| Required work |
Quote the data below word for word, leaving out the pictures.

>>>>>

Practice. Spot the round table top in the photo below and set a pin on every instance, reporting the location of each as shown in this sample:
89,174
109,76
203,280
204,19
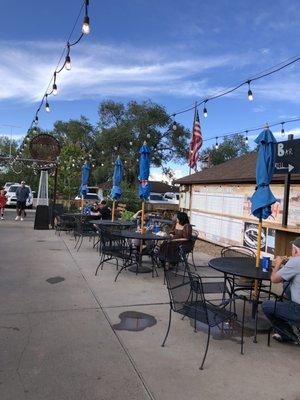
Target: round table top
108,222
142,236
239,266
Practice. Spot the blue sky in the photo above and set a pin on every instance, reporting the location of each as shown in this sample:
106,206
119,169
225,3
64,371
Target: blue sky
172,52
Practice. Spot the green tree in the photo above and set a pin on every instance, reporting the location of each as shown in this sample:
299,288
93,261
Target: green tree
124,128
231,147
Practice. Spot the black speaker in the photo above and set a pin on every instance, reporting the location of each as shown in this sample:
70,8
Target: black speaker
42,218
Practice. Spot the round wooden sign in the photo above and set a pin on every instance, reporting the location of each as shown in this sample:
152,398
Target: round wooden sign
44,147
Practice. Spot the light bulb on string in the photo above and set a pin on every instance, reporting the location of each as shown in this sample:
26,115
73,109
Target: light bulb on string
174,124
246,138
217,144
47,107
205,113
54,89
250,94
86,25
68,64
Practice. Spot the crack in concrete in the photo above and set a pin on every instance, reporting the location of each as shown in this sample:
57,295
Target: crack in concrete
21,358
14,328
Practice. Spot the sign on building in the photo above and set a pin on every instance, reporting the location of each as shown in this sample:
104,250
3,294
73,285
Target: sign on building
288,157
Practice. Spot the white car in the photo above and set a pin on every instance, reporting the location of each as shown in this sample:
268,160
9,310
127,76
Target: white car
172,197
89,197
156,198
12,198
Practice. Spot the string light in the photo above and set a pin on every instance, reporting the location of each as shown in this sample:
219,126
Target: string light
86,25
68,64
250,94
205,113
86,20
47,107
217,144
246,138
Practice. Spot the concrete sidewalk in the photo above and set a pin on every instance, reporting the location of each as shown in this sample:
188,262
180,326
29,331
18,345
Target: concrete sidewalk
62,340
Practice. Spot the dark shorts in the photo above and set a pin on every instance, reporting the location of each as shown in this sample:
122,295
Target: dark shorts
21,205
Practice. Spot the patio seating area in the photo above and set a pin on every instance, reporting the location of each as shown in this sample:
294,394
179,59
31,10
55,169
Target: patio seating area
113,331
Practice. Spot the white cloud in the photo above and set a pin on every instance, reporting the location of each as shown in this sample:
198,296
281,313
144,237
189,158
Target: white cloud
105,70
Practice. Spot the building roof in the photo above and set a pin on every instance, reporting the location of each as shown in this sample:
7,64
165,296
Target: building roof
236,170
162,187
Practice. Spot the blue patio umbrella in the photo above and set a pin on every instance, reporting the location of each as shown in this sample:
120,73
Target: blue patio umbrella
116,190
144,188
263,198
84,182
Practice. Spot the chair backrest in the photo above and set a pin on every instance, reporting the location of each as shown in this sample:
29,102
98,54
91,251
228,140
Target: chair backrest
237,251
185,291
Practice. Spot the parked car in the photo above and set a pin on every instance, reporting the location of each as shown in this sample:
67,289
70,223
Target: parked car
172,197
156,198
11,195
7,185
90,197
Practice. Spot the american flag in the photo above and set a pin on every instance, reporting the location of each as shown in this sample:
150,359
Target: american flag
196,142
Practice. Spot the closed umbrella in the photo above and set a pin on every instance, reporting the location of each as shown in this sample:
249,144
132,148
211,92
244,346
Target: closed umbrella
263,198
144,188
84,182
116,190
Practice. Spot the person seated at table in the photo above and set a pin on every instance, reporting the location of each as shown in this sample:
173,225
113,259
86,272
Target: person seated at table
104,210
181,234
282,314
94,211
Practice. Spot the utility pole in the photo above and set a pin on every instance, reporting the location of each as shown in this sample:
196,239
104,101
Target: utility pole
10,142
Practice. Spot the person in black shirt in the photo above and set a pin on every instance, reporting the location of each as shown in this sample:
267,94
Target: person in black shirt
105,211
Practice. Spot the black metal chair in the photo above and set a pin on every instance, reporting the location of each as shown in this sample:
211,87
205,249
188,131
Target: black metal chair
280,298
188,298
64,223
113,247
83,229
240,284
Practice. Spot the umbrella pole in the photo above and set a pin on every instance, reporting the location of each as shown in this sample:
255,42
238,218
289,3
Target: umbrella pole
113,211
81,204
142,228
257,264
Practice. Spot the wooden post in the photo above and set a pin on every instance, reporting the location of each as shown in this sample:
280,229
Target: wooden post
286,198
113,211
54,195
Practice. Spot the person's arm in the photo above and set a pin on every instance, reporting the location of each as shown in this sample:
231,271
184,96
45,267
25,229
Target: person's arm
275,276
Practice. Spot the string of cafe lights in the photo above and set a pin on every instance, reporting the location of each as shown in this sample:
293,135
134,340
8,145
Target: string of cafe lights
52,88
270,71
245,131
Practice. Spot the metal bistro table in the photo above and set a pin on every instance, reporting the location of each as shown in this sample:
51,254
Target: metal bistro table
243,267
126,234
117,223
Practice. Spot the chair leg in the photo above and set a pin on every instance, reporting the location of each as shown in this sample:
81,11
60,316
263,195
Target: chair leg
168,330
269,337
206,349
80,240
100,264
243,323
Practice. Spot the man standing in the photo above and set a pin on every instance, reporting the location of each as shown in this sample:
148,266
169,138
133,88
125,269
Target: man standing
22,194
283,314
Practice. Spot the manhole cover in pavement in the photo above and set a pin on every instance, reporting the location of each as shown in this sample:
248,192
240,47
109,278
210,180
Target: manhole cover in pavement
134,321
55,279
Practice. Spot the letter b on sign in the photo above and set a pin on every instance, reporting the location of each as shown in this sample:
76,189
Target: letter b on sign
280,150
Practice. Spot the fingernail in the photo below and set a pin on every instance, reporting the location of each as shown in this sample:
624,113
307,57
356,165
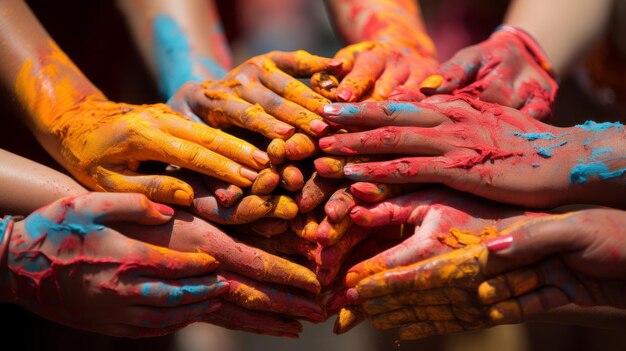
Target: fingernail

<<<<<

| Written response |
Practice. Spot the round table top in the photo below and set a pin on every instance, reporting the location of each as shown in this sample:
89,174
109,76
203,280
204,19
Target: round table top
108,222
142,236
239,266
Practice. Spot the blue sky in the photo above and set a pin on every instance, reporting the location of each as shown in this sample:
106,206
119,169
225,3
64,371
Target: blue sky
172,52
Practice. Spot the green tree in the photo above and set a pin on every instance, reporting the location of each as shown in this sample:
299,288
93,261
Target: green tree
124,128
231,147
Practice. Spot the black speaker in the photo above and set a pin on every instance, reporting the location of each as shown in this sample:
70,8
Target: black speaker
42,218
Practice. Spot the round wooden sign in the photo above and set a pin on every instance, reporting the location of each as shown in this sample:
152,398
Target: round wooden sign
44,147
Practice. Spot the light bulb on string in the photo above and set a pin on every instance, reporting the location of each as shown in this sample:
26,115
73,109
Target: light bulb on string
174,124
246,138
217,144
47,107
205,113
54,89
250,94
86,25
68,64
Practice. Spot the crack in concrete in the photo above and set a pin on every instance, reporting the location of each as shown in this sample:
57,295
Target: crack in concrete
21,358
14,328
Practice. Spot the sign on building in the photo above and set a pin on every instance, reporting the location of each as shown in this sample:
104,250
3,294
73,285
Target: sign on building
288,157
Practice. Spot the white car in the photo above and set a pin on every instance, reporting the location of each as shown in this sample:
268,160
9,310
127,76
Target: white car
172,197
89,197
156,198
12,198
Practice. Spot the string light in the photo above and set a pin on every instance, reporting the location of each as shown in this sample:
219,126
Target: string light
86,25
68,64
250,94
205,113
86,20
47,107
217,144
246,138
Practice. Spot the concrete sidewalk in the photo above and set a pin on every instance, reporting the location of each as shown in this sample:
188,262
180,326
29,331
18,345
Target: concrete sidewalk
62,340
Practice. Spot the dark shorts in the photo above and set a pin on every instance, reporting the location of each as shown in this sample:
122,295
Target: dark shorts
21,205
Practice. Spot the patio seating area in the photo above and set a pin on every instance, reporting the location of each as shown in this sample:
294,394
179,59
31,10
55,169
Target: patio seating area
113,331
Practice. Spot the white cloud in the photo above and set a pin on every instance, reporting the location of each as shown in this sample:
198,296
281,313
144,237
189,158
Target: white cloud
105,70
Practice. Spot the building roof in the photo above and set a pin on every instance, reporting the location of each as shown in this sample:
7,64
165,296
Target: building roof
236,170
162,187
Practice. Spot the blue patio umbrella in the photo above and set a pin on every instance, reporting the location of each as shown in this sample:
120,73
Target: blue patio umbrella
116,190
144,188
263,198
84,182
Practice. Spot the chair backrest in the photo above and set a pin on every instance, reporting the location of each as shown in this sample:
29,102
98,54
91,251
228,140
Target: chair backrest
237,251
185,291
Practice. Spot the parked car in the photo above and set a pin on every instance, reporting the location of each as shown in this sample:
67,289
70,223
Target: parked car
172,197
156,198
11,195
7,185
90,197
Practice. Spot the american flag in the photo above and set a pin on every instance, reporting the location of each as shown in this sample:
150,359
Target: american flag
196,142
Practice. Spot the closed umbrella in the photo above and set a pin on every instance, reporting the location of each as shown in this sample:
249,144
132,148
211,92
244,346
Target: closed umbrella
263,198
144,188
84,182
116,190
Practice. Spot the person seated at table in the photo above and set a pin on every instance, reporting the location of each as shown in this sample:
173,225
113,259
86,272
Target: person seated at table
104,210
181,234
282,314
94,211
Practice. Spot the utility pole in the photo above and set a pin on every instance, reporting the location of each as shown in this sample:
196,239
104,101
Target: utility pole
10,142
Practice. Spot the person in black shirt in the photo above and set a pin on every instance, reporting the location of each as shown in this sample:
267,94
Target: person in black shirt
105,211
Practice. Spot the black metal chair in the photo above and set a pin on every instance, reporting the location of each as shown in this sample:
211,87
205,249
188,131
Target: black metal chair
280,298
188,298
64,223
113,247
83,229
240,284
Practice. Spot the umbrella pole in the photo above and set a pin on every instance, reporting the location of each as shown in this sample:
255,42
238,218
289,3
Target: umbrella pole
113,211
81,204
142,228
257,264
Practice. Spot the wooden post in the photo above and set a pin on every instance, reporting the location of each as shown in this sample:
280,229
Target: wooden post
286,198
113,211
54,195
Practice. Spot the person's arm in the photo above and set a pin on every instance, reporting the location of each as shown in this sample:
231,271
184,96
45,267
25,229
Target: person's arm
275,276
Practice. Spot the string of cafe lights in the photo above and set a pin on every instance, reporting the location of each as shown in this sample:
293,135
134,340
8,145
Target: string of cafe lights
52,88
270,71
245,131
Practice. Spot the metal bistro table in the photo above and set a pin on every instance, reporting the location of each as shown in this sample:
51,254
Target: metal bistro table
243,267
126,234
117,223
Practice. Spot the chair leg in the photo above and set a pin on every instance, reporting the location of each as shown in this sample:
81,11
60,316
263,195
Target: chair leg
168,330
269,337
206,349
80,240
100,264
243,323
Practice. Spot the man standing in the photo above and set a pin on every instance, reporting the location of each as shown in this sample:
148,266
169,138
133,88
125,269
Target: man standing
22,194
283,314
Practice. Spot the manhole cover in pavement in the photo above and set a pin on every instance, reporting the location of each as shown in this sample:
248,192
240,47
109,278
210,180
Target: manhole cover in pavement
134,321
55,279
Practice. Spot the letter b on sign in the photo above and set a pin on every instance, reporting the location of each as shown in this sample:
76,189
Target: letter b on sign
280,150
Practice. Spot the fingernail in the photo below and set a pin on every instance, reporting the location of each as shown in this sample:
624,113
307,57
356,165
Target: fingernail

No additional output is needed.